* [Exercise prompt] Please repeat, exactly and with nothing extra, the line containing "Identify one point on each instance of the overcast" and every line after it up to the end of the material.

START Listed entries

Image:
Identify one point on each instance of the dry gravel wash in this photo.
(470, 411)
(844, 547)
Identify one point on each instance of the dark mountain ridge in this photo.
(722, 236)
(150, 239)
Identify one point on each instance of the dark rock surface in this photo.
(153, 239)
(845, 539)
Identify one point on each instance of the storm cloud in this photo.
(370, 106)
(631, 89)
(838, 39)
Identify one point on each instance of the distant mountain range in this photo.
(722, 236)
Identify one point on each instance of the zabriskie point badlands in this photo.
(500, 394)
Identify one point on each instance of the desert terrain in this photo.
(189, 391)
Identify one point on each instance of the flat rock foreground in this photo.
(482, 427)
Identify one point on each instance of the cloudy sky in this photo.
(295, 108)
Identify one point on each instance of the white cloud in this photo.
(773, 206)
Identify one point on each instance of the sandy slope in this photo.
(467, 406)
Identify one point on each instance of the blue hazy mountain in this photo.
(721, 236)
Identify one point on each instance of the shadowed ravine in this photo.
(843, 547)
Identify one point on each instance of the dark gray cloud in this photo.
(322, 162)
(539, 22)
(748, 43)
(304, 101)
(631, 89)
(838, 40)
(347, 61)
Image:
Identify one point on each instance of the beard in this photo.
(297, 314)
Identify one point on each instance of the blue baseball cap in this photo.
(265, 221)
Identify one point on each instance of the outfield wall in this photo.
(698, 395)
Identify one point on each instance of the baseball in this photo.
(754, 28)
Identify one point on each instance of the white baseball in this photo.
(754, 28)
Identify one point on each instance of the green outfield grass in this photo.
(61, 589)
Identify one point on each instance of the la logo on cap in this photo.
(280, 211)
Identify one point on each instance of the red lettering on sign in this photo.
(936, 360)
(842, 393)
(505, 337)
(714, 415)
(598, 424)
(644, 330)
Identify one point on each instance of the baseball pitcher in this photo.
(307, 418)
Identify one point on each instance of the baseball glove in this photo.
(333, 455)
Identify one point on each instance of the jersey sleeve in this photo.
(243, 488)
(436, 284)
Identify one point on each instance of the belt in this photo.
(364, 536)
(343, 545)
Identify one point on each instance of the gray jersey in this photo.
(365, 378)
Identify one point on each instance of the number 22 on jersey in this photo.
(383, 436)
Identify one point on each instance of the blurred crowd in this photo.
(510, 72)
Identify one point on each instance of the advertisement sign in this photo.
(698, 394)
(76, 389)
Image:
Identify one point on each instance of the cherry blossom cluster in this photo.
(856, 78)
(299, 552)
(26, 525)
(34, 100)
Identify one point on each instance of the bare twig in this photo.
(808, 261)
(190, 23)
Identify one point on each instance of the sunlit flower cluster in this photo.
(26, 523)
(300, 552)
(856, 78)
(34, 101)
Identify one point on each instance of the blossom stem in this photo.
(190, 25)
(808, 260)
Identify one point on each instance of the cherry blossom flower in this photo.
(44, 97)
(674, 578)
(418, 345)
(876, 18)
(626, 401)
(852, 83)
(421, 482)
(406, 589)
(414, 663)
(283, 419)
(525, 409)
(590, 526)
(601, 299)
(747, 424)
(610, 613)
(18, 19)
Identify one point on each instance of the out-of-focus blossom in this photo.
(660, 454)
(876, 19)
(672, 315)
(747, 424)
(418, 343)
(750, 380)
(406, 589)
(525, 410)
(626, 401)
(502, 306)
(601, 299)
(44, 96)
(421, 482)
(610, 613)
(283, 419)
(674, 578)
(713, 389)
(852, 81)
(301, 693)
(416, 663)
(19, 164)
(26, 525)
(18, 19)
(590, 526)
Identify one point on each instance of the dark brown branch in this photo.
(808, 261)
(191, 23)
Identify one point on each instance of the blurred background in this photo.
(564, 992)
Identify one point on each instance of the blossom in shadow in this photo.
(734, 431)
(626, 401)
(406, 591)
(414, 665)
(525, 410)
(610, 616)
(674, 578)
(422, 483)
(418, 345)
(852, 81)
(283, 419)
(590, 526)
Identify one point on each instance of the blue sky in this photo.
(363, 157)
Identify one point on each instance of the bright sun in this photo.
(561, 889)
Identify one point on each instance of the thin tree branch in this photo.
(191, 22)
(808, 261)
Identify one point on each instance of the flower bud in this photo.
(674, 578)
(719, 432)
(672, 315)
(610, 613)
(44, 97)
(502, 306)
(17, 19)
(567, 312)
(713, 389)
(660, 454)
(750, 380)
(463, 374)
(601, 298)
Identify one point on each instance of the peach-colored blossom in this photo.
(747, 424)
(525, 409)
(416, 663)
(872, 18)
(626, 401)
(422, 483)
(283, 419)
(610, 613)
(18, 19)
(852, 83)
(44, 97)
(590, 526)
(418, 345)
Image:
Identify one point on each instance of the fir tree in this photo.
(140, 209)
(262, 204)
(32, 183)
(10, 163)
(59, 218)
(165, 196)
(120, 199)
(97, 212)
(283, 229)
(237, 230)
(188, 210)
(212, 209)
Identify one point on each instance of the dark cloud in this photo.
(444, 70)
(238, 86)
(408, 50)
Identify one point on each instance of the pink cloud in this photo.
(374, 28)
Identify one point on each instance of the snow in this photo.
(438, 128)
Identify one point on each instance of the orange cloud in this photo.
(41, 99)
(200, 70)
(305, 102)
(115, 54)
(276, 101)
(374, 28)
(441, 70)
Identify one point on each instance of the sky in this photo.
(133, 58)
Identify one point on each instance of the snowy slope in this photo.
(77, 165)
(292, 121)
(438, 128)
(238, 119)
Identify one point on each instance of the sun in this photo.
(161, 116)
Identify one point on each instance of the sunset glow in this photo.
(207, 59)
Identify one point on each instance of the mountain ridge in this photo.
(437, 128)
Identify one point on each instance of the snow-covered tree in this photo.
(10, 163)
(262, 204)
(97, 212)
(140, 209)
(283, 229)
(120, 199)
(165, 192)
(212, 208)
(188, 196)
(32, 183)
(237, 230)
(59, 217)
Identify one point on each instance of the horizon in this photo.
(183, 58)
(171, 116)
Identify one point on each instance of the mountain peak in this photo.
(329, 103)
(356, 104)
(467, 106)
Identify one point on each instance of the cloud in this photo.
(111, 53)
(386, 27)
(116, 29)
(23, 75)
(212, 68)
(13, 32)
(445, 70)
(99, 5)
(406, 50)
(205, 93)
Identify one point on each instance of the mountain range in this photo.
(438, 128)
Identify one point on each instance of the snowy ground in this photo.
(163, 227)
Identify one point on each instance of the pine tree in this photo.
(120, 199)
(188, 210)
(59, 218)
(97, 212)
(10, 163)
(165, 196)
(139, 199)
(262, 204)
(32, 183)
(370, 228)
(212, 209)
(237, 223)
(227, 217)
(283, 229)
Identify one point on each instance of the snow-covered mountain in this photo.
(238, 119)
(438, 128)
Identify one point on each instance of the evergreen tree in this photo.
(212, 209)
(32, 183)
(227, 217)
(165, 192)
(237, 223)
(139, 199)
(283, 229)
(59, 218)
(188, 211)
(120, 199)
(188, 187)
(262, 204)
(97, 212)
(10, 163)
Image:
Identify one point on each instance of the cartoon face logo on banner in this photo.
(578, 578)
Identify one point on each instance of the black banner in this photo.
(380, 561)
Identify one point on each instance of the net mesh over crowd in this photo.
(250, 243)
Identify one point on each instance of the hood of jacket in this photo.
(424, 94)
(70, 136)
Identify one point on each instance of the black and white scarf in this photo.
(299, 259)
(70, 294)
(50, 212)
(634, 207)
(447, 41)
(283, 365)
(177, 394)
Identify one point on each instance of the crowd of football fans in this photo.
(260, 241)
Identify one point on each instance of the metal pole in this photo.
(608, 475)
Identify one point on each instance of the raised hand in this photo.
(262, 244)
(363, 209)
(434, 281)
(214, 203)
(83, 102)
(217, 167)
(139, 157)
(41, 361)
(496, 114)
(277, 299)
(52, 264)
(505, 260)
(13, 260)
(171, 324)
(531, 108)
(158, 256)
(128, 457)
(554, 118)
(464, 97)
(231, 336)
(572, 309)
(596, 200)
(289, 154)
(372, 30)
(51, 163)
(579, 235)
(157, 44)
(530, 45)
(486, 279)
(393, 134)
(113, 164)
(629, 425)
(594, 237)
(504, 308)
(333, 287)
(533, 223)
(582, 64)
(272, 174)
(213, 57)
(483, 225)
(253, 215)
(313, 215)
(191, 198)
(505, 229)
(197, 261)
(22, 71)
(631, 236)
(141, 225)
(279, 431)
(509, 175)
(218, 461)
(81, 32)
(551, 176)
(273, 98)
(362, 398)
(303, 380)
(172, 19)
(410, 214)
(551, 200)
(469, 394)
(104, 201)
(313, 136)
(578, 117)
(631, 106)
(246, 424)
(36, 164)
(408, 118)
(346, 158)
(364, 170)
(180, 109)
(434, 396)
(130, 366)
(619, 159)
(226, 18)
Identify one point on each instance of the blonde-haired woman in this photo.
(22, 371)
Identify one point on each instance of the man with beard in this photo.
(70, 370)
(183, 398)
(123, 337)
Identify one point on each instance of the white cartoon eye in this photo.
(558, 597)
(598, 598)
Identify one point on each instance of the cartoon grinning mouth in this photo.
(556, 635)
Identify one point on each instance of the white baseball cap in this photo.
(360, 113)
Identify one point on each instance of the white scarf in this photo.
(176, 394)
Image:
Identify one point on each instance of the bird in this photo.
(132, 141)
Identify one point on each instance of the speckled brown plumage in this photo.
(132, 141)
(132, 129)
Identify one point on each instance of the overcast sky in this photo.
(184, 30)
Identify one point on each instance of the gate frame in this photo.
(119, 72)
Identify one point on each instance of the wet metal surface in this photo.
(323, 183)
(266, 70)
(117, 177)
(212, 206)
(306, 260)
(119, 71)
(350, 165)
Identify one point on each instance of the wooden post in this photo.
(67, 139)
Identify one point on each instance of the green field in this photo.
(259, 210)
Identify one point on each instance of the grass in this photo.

END Listed entries

* [Result of the exercise]
Identify one point on each instance of the overcast sky in this photo.
(184, 30)
Identify one point on each instance of the gate frame in this photo.
(119, 72)
Identify one point on each instance of the wet metal surface in this photo.
(323, 183)
(266, 70)
(117, 177)
(212, 206)
(306, 260)
(119, 71)
(350, 165)
Identify one point on each instance of the wooden post in this photo.
(67, 139)
Identify one point on each instance of the green field in this photo.
(259, 210)
Identify one point on each instance of the grass in this photo.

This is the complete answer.